Extracted entries
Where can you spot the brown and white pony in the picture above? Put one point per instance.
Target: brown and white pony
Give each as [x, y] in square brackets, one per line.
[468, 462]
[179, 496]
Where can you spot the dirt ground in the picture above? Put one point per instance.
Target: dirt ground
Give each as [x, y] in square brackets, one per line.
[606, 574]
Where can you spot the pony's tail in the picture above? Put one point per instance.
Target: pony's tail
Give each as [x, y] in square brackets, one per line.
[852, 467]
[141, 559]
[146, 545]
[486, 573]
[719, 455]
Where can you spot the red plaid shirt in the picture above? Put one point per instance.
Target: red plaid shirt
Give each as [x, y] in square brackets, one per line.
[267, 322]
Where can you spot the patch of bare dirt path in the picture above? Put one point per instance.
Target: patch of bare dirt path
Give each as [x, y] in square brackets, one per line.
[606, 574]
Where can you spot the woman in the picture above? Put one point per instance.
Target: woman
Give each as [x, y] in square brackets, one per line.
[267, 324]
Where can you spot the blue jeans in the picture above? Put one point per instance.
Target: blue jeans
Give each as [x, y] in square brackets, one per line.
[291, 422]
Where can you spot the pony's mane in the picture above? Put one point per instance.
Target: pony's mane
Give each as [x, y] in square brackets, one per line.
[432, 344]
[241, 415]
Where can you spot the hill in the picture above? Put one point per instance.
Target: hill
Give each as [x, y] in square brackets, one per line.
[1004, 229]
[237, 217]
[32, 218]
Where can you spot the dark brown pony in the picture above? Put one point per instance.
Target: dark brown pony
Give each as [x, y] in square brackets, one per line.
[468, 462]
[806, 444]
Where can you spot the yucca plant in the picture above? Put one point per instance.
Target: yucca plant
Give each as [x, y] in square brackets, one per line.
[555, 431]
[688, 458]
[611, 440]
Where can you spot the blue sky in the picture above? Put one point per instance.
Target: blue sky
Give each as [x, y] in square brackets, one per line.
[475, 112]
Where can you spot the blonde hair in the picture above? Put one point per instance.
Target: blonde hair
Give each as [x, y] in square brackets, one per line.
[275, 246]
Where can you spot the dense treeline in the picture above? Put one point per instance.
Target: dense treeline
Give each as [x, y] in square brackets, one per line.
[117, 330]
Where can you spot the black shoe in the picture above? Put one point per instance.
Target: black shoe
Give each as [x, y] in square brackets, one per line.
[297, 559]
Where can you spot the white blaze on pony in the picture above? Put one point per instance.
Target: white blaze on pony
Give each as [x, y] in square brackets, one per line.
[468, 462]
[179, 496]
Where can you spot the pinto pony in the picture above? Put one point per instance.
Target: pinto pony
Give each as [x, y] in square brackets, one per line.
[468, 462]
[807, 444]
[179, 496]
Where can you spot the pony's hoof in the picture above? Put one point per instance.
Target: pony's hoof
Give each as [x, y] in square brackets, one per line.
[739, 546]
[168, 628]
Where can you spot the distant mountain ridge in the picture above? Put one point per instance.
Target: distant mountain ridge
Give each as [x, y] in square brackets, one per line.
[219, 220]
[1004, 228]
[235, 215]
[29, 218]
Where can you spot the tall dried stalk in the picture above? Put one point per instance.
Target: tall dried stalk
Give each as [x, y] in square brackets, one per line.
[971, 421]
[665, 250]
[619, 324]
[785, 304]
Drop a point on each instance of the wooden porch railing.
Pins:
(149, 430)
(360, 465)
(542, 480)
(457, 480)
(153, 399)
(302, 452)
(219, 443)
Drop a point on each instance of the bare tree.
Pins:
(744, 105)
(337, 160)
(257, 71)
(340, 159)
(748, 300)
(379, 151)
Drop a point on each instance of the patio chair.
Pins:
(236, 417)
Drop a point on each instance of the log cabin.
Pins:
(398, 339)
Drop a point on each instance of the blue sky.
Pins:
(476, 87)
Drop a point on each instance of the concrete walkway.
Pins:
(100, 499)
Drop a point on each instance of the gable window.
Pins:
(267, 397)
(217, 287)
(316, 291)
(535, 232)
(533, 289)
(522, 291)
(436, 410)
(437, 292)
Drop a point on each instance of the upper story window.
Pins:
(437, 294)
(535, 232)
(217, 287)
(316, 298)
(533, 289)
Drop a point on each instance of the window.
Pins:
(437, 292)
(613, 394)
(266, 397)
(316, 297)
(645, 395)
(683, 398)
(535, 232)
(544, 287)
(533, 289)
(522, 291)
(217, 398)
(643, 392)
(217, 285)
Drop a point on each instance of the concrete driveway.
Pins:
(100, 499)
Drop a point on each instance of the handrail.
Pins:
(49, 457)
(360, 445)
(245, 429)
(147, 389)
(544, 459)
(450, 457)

# WHAT TO WORK ON:
Copy every one of the entries above word for word, keeping each line unchanged and in its original order.

# EXERCISE OUTPUT:
Where can you spot the brown and white pony in the picture above? Put one point per instance.
Target: brown and white pony
Give each as [x, y] in square brackets, one per line.
[468, 462]
[179, 496]
Where can you spot the dirt ground in the picture above? Put one point per instance.
Target: dirt ground
Give each as [x, y] in square brackets, one per line.
[606, 574]
Where can you spot the pony's tail in the picture above? Put one point per instance.
Target: pony's tail
Give each as [x, y] in square brackets, one per line.
[852, 467]
[141, 559]
[146, 545]
[486, 573]
[719, 455]
Where can you spot the red plaid shirt in the picture above? Put one point per instance.
Target: red plaid shirt
Give each as [x, y] in square brackets, one per line.
[267, 322]
Where can you spot the patch of bare dirt path in the picture above? Put one point per instance.
Target: patch of bare dirt path
Give each as [x, y] in square brackets, one per line.
[606, 574]
Where can you spot the woman in the picture above? Put one point per instance.
Target: woman
Give each as [x, y] in square brackets, one per line.
[267, 324]
Where can you spot the blue jeans in the picture above? Put one point per instance.
Target: blue jeans
Give each as [x, y] in square brackets, one per line.
[291, 422]
Where can you spot the pony's mane in the picture above? Put one point per instance.
Target: pony's mane
Give each as [x, y] in square brackets, one per line.
[432, 344]
[241, 415]
Where can you spot the hill in the picture above? Put one point per instance.
Target: hill
Give each as [x, y] in square brackets, one per line.
[1004, 229]
[237, 217]
[32, 218]
Where can you spot the dark brown pony in the picture above? Put one point per instance.
Target: dark brown pony
Give each as [x, y] in square brackets, one per line.
[468, 462]
[806, 444]
Where can you spot the yucca plant in the picture above? Put one point per instance.
Target: yucca plant
Give each as [x, y] in square brackets, one per line.
[555, 431]
[688, 458]
[611, 440]
Where can you spot the blue sky in the picture above? Put one point per instance.
Target: blue sky
Give each as [x, y] in square brackets, one per line.
[475, 112]
Where can you spot the blonde hair in the picture above? Put one point per instance.
Target: blonde hair
Give each as [x, y] in square brackets, one per line.
[275, 246]
Where can you spot the dense treeline in the picture above? Put one point per instance.
Target: dense treeline
Give each as [x, y] in square brackets, one per line.
[117, 330]
Where can you spot the black shoe in the picture above? Put one point per instance.
Target: black shoe
Give each as [x, y] in square brackets, one per line.
[297, 559]
Where can you spot the white blaze on pony in the picture above? Put one point per instance.
Target: white blaze on pony
Give each as [x, y] in square brackets, one per line.
[468, 462]
[179, 496]
Where can you spot the pinto pony in the picture above? Put one point per instance.
Target: pinto pony
Give each as [x, y] in square brackets, one per line.
[468, 462]
[807, 444]
[179, 496]
Where can you spot the pony's hoof in the picture above? Put one point per instance.
Target: pony's hoof
Give each as [x, y] in square brackets, one per line.
[739, 546]
[168, 628]
Where can you spot the distant mountain ridge in the picture above? Put one point per instance.
Target: distant mountain ridge
Give each as [x, y] in square brackets, one per line.
[219, 220]
[1004, 228]
[235, 215]
[29, 218]
Where can you spot the tall dried stalk in the picture above? Put one point per instance.
Target: tall dried stalk
Give each as [x, y] in square brackets, one per line.
[971, 421]
[665, 250]
[619, 324]
[785, 304]
Drop a point on each instance of the wooden porch railing.
Pins:
(149, 430)
(360, 465)
(542, 480)
(457, 480)
(153, 399)
(302, 452)
(219, 443)
Drop a point on each instance of the bare tree.
Pins:
(744, 105)
(337, 160)
(257, 71)
(340, 159)
(748, 300)
(379, 151)
Drop a point on each instance of the patio chair.
Pins:
(236, 417)
Drop a point on each instance of the log cabin.
Pins:
(398, 339)
Drop a point on each instance of the blue sky.
Pins:
(476, 87)
Drop a point on each instance of the concrete walkway.
Pins:
(100, 499)
Drop a point on each instance of the gable window.
Pins:
(267, 397)
(217, 287)
(316, 291)
(535, 232)
(533, 289)
(522, 291)
(436, 410)
(437, 292)
Drop a point on each instance of the upper story window.
Pins:
(437, 294)
(535, 232)
(217, 287)
(316, 298)
(533, 289)
Drop a point on each instance of the window.
Pins:
(437, 292)
(613, 394)
(266, 397)
(316, 297)
(645, 395)
(683, 398)
(535, 232)
(544, 287)
(533, 289)
(522, 291)
(217, 398)
(643, 392)
(217, 285)
Drop a point on each instance of the concrete driveway.
Pins:
(100, 499)
Drop a point on each instance of the handrail.
Pins:
(49, 457)
(360, 445)
(245, 429)
(147, 389)
(544, 459)
(450, 457)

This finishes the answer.